Pointing and labeling listing:

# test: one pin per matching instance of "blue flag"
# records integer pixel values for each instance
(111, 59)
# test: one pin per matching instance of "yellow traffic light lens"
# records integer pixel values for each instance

* Problem to work on:
Can you rewrite the listing above with every "instance" changed to "occurrence" and nothing else altered?

* Exercise response:
# test: one pin per matching occurrence of "blue flag"
# records integer pixel values for each occurrence
(111, 59)
# test: one pin per matching occurrence of "yellow traffic light lens"
# records integer pixel values for each occurrence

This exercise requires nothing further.